[Recorded data]
- - -
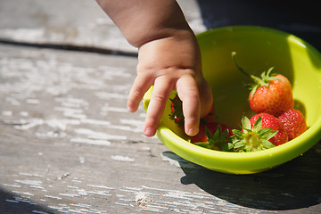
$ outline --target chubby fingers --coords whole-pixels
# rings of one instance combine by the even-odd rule
[[[185,75],[177,82],[177,91],[183,103],[185,117],[185,132],[188,136],[195,136],[199,131],[201,103],[195,79]]]
[[[173,83],[166,77],[159,77],[155,79],[143,128],[146,136],[155,135],[158,124],[164,112],[166,102],[172,89]]]

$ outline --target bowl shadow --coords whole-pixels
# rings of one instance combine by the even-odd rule
[[[243,207],[288,210],[319,204],[321,198],[321,142],[303,155],[270,170],[232,175],[210,170],[172,152],[185,176],[183,185],[196,185],[208,193]]]

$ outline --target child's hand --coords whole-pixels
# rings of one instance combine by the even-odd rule
[[[193,33],[177,30],[171,37],[145,43],[139,47],[138,62],[128,108],[136,111],[144,93],[153,86],[144,127],[145,136],[155,135],[173,89],[183,102],[185,133],[196,135],[200,117],[206,116],[212,105],[212,94],[202,73],[201,54]]]

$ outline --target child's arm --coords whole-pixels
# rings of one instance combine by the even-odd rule
[[[183,101],[185,130],[198,132],[200,117],[212,105],[211,90],[202,73],[194,34],[174,0],[97,0],[126,39],[138,47],[137,77],[128,108],[136,111],[144,93],[154,86],[144,132],[154,136],[166,101],[176,89]]]

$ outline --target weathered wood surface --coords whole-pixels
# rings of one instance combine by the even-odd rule
[[[245,17],[239,7],[228,17],[223,1],[178,2],[195,32]],[[260,12],[251,11],[246,19]],[[243,23],[306,35],[320,50],[316,20],[291,17]],[[275,25],[264,22],[272,19]],[[136,50],[95,2],[0,1],[0,42],[1,214],[321,212],[320,143],[276,169],[235,176],[186,161],[144,136],[143,107],[126,110],[137,61],[124,55]]]
[[[318,213],[320,144],[268,172],[210,171],[128,113],[136,59],[0,45],[0,213]]]

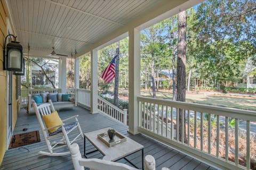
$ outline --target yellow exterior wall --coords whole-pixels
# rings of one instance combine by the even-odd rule
[[[7,71],[3,70],[3,49],[7,35],[8,12],[4,0],[0,0],[0,165],[7,148]],[[16,100],[16,77],[13,77],[13,129],[17,120],[19,104]]]

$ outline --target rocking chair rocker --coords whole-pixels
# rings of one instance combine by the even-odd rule
[[[49,152],[41,151],[39,153],[51,156],[60,156],[70,154],[71,144],[74,142],[84,138],[77,119],[78,115],[61,120],[58,112],[55,111],[51,100],[49,100],[48,103],[41,104],[39,106],[34,103],[33,107],[49,151]],[[49,120],[49,119],[50,119]],[[71,122],[72,119],[74,120]],[[58,121],[58,120],[59,120]],[[49,123],[49,121],[51,123]],[[57,124],[52,125],[53,122],[53,124]],[[68,123],[65,124],[65,122]],[[46,127],[45,126],[45,125]],[[49,125],[51,125],[50,127]],[[76,136],[76,137],[73,137],[72,139],[70,140],[68,134],[75,129],[78,131],[75,135],[74,133],[72,133],[69,136],[71,135],[73,136]],[[66,146],[68,148],[68,151],[63,151],[65,150],[65,149],[63,148]],[[61,149],[61,148],[62,149]]]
- - -
◆ TASK DESCRIPTION ◆
Retype the whole listing exactly and leave the pictures out.

◆ WRITTEN RESPONSE ◆
$ outline --target chubby fingers --coords whole-pixels
# rings of one instance combine by the even-odd rule
[[[185,75],[177,82],[177,91],[183,103],[185,117],[185,132],[188,136],[195,136],[199,131],[201,103],[195,79]]]
[[[173,83],[166,77],[159,77],[155,79],[143,128],[146,136],[155,135],[158,124],[164,112],[166,102],[172,89]]]

$ outline --target bowl shadow --coords whole-pixels
# rings of one instance combine by the even-odd rule
[[[243,207],[288,210],[319,204],[321,198],[321,142],[303,155],[270,170],[232,175],[210,170],[172,152],[185,176],[183,185],[196,185],[208,193]]]

$ outline --target child's hand --coords whole-pixels
# rings of one instance combine by the even-odd rule
[[[193,33],[177,30],[171,37],[145,43],[139,47],[138,62],[128,108],[136,111],[144,93],[153,86],[144,127],[145,136],[155,135],[173,89],[183,102],[185,133],[196,135],[200,117],[206,116],[212,105],[212,94],[202,73],[201,54]]]

$ outline --target child's arm --coords whole-pixels
# rings of one instance combine by the even-odd rule
[[[183,101],[185,130],[198,132],[200,117],[212,105],[211,90],[202,73],[194,34],[174,0],[97,0],[126,39],[138,47],[137,77],[128,108],[136,111],[144,93],[154,86],[144,132],[154,136],[166,101],[176,89]]]

$ outline --target weathered wood surface --coords whole-pixels
# rings of one instance combine by the even-odd rule
[[[245,17],[239,7],[228,17],[223,1],[178,2],[195,32]],[[260,12],[251,11],[246,19]],[[243,23],[306,35],[320,50],[316,20],[291,17]],[[275,25],[264,22],[272,19]],[[136,50],[95,2],[0,1],[0,42],[1,214],[321,212],[320,143],[276,169],[235,176],[186,161],[144,136],[143,107],[126,110],[137,61],[124,55]]]
[[[318,213],[320,144],[268,172],[210,171],[128,113],[136,59],[0,45],[0,213]]]

$ outline --target yellow exterior wall --coords whole-pixels
# rings of one instance combine by the even-odd rule
[[[7,71],[3,70],[3,49],[7,35],[8,12],[4,0],[0,0],[0,165],[7,148]],[[16,100],[16,77],[13,77],[13,129],[17,120],[19,104]]]

$ outline --target rocking chair rocker --coords whole-pixels
# rings of one instance combine by the even-odd rule
[[[49,152],[41,151],[39,153],[51,156],[60,156],[70,154],[71,144],[74,142],[84,138],[77,119],[78,115],[61,120],[58,112],[55,111],[51,100],[49,100],[48,103],[41,104],[39,106],[34,103],[33,107],[49,151]],[[49,120],[49,119],[50,119]],[[71,122],[72,119],[74,120]],[[58,121],[58,120],[59,120]],[[49,123],[49,121],[51,123]],[[57,124],[52,125],[53,122],[53,124]],[[68,123],[65,124],[65,122]],[[46,127],[45,126],[45,125]],[[49,125],[51,125],[50,127]],[[76,136],[76,137],[73,137],[72,139],[70,140],[68,134],[75,129],[78,131],[75,135],[74,133],[72,133],[69,136],[71,135],[73,136]],[[66,146],[68,148],[68,151],[63,151],[65,150],[65,149],[63,148]],[[61,149],[61,148],[62,149]]]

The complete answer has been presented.